> **To do**:
Retype all of the entries below exactly as they appear, leaving the pictures out of your answer.

Image entries on named regions
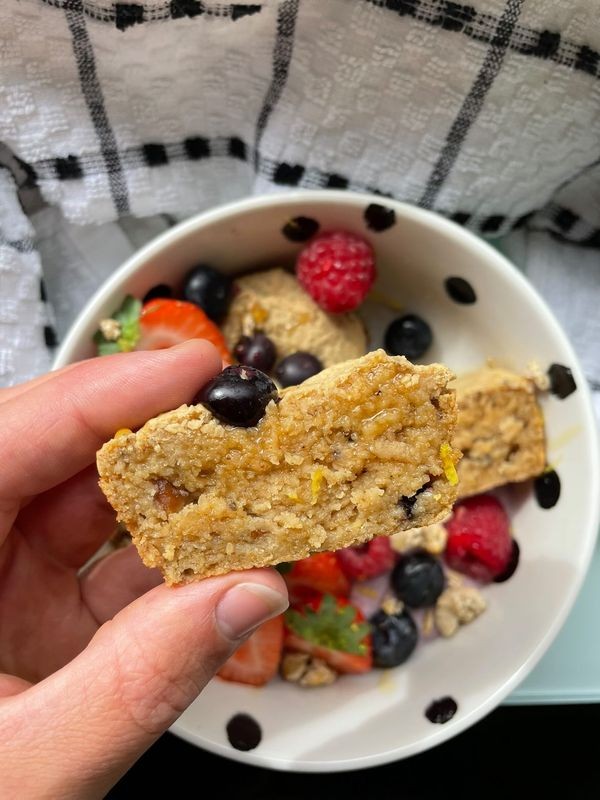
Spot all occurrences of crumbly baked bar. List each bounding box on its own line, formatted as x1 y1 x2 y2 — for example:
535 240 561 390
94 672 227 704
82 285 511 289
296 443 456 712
452 367 546 497
97 350 459 584
223 269 367 367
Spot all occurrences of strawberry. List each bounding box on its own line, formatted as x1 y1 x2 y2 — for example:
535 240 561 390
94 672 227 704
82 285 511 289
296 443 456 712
284 594 373 673
135 297 231 364
284 553 350 602
445 494 513 582
217 614 283 686
336 536 396 581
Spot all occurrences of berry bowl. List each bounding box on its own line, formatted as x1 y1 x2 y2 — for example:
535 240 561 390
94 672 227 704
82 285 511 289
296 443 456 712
55 191 600 772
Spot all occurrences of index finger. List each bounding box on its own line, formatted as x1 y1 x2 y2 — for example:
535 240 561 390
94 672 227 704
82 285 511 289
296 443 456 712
0 339 221 507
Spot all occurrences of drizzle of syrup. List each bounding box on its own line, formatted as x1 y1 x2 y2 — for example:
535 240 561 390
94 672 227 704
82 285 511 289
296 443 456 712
226 714 262 751
533 469 560 508
154 478 190 514
425 696 458 725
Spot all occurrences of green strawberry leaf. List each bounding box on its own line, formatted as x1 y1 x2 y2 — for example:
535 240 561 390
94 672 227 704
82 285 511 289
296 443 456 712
285 594 370 655
93 295 142 356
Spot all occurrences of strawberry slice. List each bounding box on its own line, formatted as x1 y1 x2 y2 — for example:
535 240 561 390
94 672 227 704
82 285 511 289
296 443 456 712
284 594 373 673
135 297 231 364
217 614 283 686
283 553 350 603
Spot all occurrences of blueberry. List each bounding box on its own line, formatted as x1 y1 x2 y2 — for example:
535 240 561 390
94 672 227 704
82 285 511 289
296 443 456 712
391 550 445 608
198 366 278 428
275 350 323 386
371 609 419 669
233 332 277 372
385 314 433 359
183 264 233 322
142 283 173 305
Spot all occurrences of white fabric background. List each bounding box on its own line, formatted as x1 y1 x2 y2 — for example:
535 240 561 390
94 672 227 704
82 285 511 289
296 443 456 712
0 0 600 406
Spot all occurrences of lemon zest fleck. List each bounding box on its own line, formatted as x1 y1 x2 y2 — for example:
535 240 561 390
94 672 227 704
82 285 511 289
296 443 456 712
250 303 269 325
440 442 458 486
310 467 325 506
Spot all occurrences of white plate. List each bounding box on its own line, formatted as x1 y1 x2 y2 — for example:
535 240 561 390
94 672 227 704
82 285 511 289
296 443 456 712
56 191 600 771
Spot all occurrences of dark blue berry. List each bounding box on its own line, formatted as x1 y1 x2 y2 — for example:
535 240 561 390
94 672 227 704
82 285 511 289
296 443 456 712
385 314 433 360
275 350 323 386
233 332 277 372
391 550 446 608
371 609 419 669
183 264 233 322
142 283 173 305
198 366 278 428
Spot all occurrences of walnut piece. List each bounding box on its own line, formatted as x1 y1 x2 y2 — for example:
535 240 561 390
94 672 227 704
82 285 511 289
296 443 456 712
281 653 337 688
434 586 487 637
98 319 121 342
390 522 448 556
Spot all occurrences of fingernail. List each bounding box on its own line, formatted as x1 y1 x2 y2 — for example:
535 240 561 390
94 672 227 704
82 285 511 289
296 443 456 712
215 583 288 641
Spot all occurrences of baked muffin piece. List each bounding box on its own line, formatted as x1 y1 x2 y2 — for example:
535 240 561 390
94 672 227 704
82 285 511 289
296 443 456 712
223 269 367 367
98 350 458 584
452 367 546 497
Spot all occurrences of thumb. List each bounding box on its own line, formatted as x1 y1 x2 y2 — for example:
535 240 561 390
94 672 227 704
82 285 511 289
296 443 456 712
0 570 287 800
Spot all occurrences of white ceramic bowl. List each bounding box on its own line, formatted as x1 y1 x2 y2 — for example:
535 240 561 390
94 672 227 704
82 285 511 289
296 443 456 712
56 191 600 771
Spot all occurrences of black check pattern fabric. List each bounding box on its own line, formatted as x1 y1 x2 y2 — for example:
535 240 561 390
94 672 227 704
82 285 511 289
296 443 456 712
0 0 600 388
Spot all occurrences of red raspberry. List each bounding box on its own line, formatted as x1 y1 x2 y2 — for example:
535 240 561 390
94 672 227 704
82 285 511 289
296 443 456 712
336 536 396 581
445 494 513 582
296 231 376 314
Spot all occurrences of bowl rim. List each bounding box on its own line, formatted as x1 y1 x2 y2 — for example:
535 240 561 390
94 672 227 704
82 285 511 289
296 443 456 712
52 189 600 772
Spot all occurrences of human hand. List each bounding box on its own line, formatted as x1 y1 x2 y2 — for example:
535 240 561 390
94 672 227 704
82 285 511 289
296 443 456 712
0 341 287 800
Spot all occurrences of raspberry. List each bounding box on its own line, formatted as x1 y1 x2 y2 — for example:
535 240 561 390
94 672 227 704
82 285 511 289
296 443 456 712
445 494 513 583
296 231 376 314
336 536 396 581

> **Problem solution**:
Spot all occurrences of crumbly baked bar. List each bounding box on its own line, formatted as x1 y1 x2 y2 — for example:
535 240 561 390
94 672 227 704
82 285 511 289
296 443 456 712
452 367 546 497
97 350 459 584
223 269 367 367
Spot all occurrences of strawberry. List each bounding box on its own line, formatted as x1 y1 x2 y2 — for example:
535 240 561 390
94 672 227 704
82 285 511 289
296 443 456 712
284 594 373 673
135 297 231 364
284 553 350 602
445 494 513 582
217 614 283 686
336 536 396 581
Spot all occurrences of berry bowl. List each bounding box on its own line, formatted as x1 y1 x2 y2 — for example:
535 240 561 390
94 672 227 704
82 285 511 289
296 443 456 712
55 191 600 772
Spot all occurrences of index finger. List each bounding box on its own line, formatted as x1 y1 x2 y2 — for example:
535 240 561 390
94 672 227 704
82 285 511 289
296 443 456 712
0 339 221 507
Spot all occurrences of drizzle of syrup. List each bounding box on its own line, formatted as x1 y1 x2 y2 — for example:
535 240 561 390
94 672 227 704
82 285 511 289
296 443 456 712
226 714 262 751
533 469 560 508
154 478 190 514
425 696 458 725
Spot all occurrences of green strawberry leaf. List each bounding box on its own line, formatted as x1 y1 x2 y2 — for example:
535 240 561 390
94 672 227 704
82 285 511 289
296 443 456 712
285 594 370 655
93 295 142 356
Spot all occurrences of strawberry slice. List each bounding box on its own line, formatted as x1 y1 x2 y2 — for example:
535 240 561 390
94 672 227 704
82 285 511 289
296 443 456 712
284 594 373 673
135 297 231 364
217 614 283 686
283 553 350 603
Spot all occurrences of blueberry. List each bounding box on its own line, formatted as x1 y1 x2 y2 — for example:
535 240 561 390
94 672 227 704
82 285 511 289
296 443 456 712
391 550 445 608
198 366 278 428
275 350 323 386
371 609 419 669
233 332 277 372
385 314 433 359
183 264 233 322
142 283 173 305
Spot all occurrences of white fabric background. List each bounding box on its own line, formatted as x1 y1 x2 y2 — for example:
535 240 561 390
94 672 227 704
82 285 511 289
296 443 456 712
0 0 600 406
Spot all occurrences of lemon zest fleck. List each bounding box on its own line, formatted as x1 y1 x2 y2 — for example:
535 240 561 390
94 672 227 704
82 285 511 289
296 443 456 712
250 303 269 325
440 442 458 486
310 467 325 506
Spot all occurrences of white plate. List each bounding box on its own line, formatted as x1 y1 x2 y2 — for example:
535 240 561 390
94 672 227 704
82 285 511 289
296 443 456 712
56 191 600 771
Spot all occurrences of dark blue berry. List each bounding box on its own line, formatted as x1 y1 x2 y2 — for example:
535 240 561 390
94 672 227 704
82 285 511 289
296 443 456 712
385 314 433 360
275 350 323 386
233 332 277 372
391 550 446 608
371 609 419 669
183 264 233 322
142 283 173 305
198 366 278 428
Spot all occurrences of walnut piece. List each bounding box on its own line, formatted as x1 y1 x2 y2 — for example:
535 240 561 390
94 672 227 704
82 285 511 289
296 443 456 712
281 653 337 688
434 586 487 637
98 319 121 342
390 522 448 556
Spot all occurrences of fingernail. List each bounding box on its own line, formatted as x1 y1 x2 y2 — for example:
535 240 561 390
94 672 227 704
82 285 511 289
296 443 456 712
215 583 288 641
Spot all occurrences of baked muffin piece. List each bounding box on its own line, formatted as x1 y1 x2 y2 — for example:
535 240 561 390
94 672 227 704
82 285 511 289
296 443 456 712
223 269 367 367
98 350 458 584
452 367 546 497
Spot all occurrences of thumb. List each bounding box on its own line, formatted as x1 y1 x2 y2 — for example:
535 240 561 390
94 672 227 704
82 285 511 289
296 443 456 712
0 570 287 800
Spot all occurrences of white ceramic bowl. List each bounding box on its own line, formatted as x1 y1 x2 y2 — for example:
535 240 561 390
94 672 227 704
82 285 511 289
296 443 456 712
56 191 600 771
Spot all occurrences of black check pattern fabric. List each bounding box on its own line, formatted as x1 y1 x2 y2 — for example:
535 240 561 390
94 672 227 704
82 285 511 289
296 443 456 712
0 0 600 388
Spot all occurrences of red raspberry. List each bounding box on its own line, formatted as x1 y1 x2 y2 — for example:
535 240 561 390
94 672 227 704
82 285 511 289
296 443 456 712
336 536 396 581
445 494 513 582
296 231 376 314
Spot all occurrences of bowl rim. List each bounding box on its own line, formatted as x1 y1 x2 y2 — for example:
535 240 561 390
94 672 227 704
82 285 511 289
296 443 456 712
52 189 600 772
Spot all occurrences of human hand. List each bounding box on its own line, formatted as x1 y1 x2 y2 — for example:
535 240 561 390
94 672 227 704
82 285 511 289
296 443 456 712
0 341 287 800
Spot all occurrences of raspberry. List each bounding box on its own line, formatted as x1 y1 x2 y2 — for example:
535 240 561 390
94 672 227 704
82 285 511 289
296 443 456 712
445 494 513 583
296 231 376 314
336 536 396 581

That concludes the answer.